◆ Aim of the exercise:
Return verbatim the run of lines that opens with the line holding "If you would be willing to indicate the pink" and closes with the last line of the records.

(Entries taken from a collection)

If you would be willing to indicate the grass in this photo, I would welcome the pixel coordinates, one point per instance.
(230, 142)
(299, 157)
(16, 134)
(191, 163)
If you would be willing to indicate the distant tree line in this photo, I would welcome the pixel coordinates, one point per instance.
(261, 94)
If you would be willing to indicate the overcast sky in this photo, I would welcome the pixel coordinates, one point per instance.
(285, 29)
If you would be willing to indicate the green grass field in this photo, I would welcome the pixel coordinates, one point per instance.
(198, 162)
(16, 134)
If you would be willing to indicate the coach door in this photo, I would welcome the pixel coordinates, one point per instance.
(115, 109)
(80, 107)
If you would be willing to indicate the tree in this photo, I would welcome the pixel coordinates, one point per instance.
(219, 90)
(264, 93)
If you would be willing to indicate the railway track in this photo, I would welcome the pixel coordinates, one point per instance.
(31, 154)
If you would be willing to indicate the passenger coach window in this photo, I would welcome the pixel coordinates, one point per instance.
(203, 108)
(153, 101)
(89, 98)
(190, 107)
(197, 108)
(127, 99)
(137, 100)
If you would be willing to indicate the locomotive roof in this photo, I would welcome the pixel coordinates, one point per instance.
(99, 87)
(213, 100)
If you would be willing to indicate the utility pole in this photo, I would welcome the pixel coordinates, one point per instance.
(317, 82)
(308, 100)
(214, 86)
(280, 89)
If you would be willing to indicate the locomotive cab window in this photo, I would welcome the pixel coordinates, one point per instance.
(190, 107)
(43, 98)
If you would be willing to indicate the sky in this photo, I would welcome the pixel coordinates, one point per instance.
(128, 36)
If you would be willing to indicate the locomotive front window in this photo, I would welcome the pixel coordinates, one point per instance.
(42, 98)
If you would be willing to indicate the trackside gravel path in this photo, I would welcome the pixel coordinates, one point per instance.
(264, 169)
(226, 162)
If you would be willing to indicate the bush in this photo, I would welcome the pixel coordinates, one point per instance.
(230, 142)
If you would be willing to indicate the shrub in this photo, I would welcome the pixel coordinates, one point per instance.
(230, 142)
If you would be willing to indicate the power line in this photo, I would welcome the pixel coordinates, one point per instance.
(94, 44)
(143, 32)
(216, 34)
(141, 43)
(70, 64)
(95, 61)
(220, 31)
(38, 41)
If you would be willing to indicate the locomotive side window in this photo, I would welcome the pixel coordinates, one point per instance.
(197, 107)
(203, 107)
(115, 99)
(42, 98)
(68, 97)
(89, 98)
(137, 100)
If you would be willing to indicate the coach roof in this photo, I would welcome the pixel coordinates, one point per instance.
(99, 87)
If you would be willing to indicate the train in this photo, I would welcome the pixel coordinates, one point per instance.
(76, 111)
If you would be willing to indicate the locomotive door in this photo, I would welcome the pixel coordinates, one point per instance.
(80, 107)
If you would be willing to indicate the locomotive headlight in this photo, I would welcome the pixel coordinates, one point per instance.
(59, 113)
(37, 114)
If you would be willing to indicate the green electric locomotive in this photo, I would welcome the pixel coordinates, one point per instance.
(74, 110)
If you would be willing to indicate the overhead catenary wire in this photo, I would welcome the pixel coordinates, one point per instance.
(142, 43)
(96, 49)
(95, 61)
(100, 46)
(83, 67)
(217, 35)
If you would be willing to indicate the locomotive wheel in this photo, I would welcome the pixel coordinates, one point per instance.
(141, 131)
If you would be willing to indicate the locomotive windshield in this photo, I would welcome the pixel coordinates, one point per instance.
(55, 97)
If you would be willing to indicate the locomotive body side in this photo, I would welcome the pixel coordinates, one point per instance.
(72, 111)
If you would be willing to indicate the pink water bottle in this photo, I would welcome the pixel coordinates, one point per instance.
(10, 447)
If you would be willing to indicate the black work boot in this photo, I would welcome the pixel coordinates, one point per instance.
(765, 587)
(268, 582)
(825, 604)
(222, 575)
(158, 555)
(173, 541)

◆ Answer to this problem:
If you would be willing to indicate the pink water bottle in this photo, I would welcome the pixel coordinates, one point per instance.
(10, 447)
If you would be willing to indicate the black work boot in this photo, I would welcome the pixel coordinates, one point per instance.
(765, 587)
(268, 582)
(825, 604)
(222, 575)
(158, 555)
(173, 541)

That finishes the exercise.